### Excerpted passage
Feb 11, 2026

The Language Trap: Why Consumers Struggle to Engage with Credit Card Agreements

Research
Dr Sarah Sabbaghan

When most people receive a new credit card, the excitement of financial flexibility quickly fades at the sight of the accompanying agreement. Pages of dense text and technical terms, all presented as if meant to be read, yet seemingly designed to deter engagement.

Interest rate calculations, legal jargon, and vague or poorly explained examples create confusion, stress, and disengagement. Instead of empowering consumers, these documents often generate mistrust and hinder informed financial decision-making.

But how do consumers actually engage with these agreements? And what role does language play in creating confusion, fatigue and, ultimately, mistrust?

This project, funded by UKFIN+, was a collaboration with Professor Maggie Chen and the Cardiff University research team. 

It investigates how 60 users engaged with two major credit card agreements: Nationwide and Jaja, and offers a revealing look at how language complexity shapes engagement. 

The agreements also differ in their intended audiences. The Nationwide credit card agreement (publicly available and access date January 2025) is structured for customers who meet specific eligibility criteria such as credit scores, employment status, and spending patterns, reflecting typical underwriting and risk considerations. 

By contrast, Jaja’s agreement (publicly available and access date March 2025) is short, conversational, certified under the Plain Numbers Mark (a formal seal showing it meets defined clarity standards), and clarity-approved by the Plain English Campaign which means it performed well across standard readability tools and aligns with what the industry currently regards as good practice in consumer-facing text. Plain Numbers states that its certified journeys have been deployed at scale and experienced by many millions of users, underscoring the practical reach of this standard.

### Requirements
a) According to the article on credit card agreements, which organization funded the project?
b) Summarize the article on credit card agreements in two sentences.
c) Return the section of the article on credit card agreements starting at "The Language Trap: Why" and ending at "informed financial decision-making.".

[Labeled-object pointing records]
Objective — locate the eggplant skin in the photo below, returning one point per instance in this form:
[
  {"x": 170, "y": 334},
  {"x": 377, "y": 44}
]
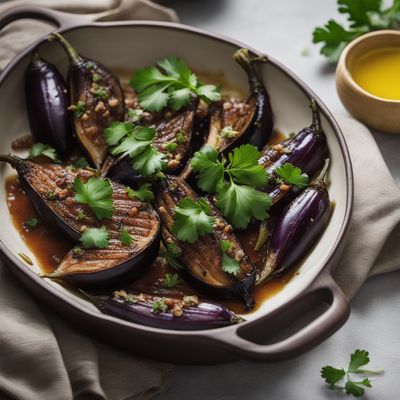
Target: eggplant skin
[
  {"x": 296, "y": 230},
  {"x": 202, "y": 260},
  {"x": 188, "y": 313},
  {"x": 50, "y": 189},
  {"x": 47, "y": 102}
]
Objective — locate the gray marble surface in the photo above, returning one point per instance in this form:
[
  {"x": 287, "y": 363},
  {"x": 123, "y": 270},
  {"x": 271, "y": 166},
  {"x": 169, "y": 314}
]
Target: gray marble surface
[{"x": 282, "y": 29}]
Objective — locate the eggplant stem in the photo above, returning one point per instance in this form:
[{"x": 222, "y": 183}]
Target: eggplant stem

### Answers for this exercise
a) UKFIN+

b) Credit card agreements are often dense and full of jargon, which leaves consumers confused and mistrustful instead of informed. A UKFIN+-funded project with Cardiff University examined how 60 users engaged with the Nationwide and Jaja agreements, which differ in audience and style, as Jaja's is short, conversational, and certified for clarity.

c)
The Language Trap: Why Consumers Struggle to Engage with Credit Card Agreements

Research
Dr Sarah Sabbaghan

When most people receive a new credit card, the excitement of financial flexibility quickly fades at the sight of the accompanying agreement. Pages of dense text and technical terms, all presented as if meant to be read, yet seemingly designed to deter engagement.

Interest rate calculations, legal jargon, and vague or poorly explained examples create confusion, stress, and disengagement. Instead of empowering consumers, these documents often generate mistrust and hinder informed financial decision-making.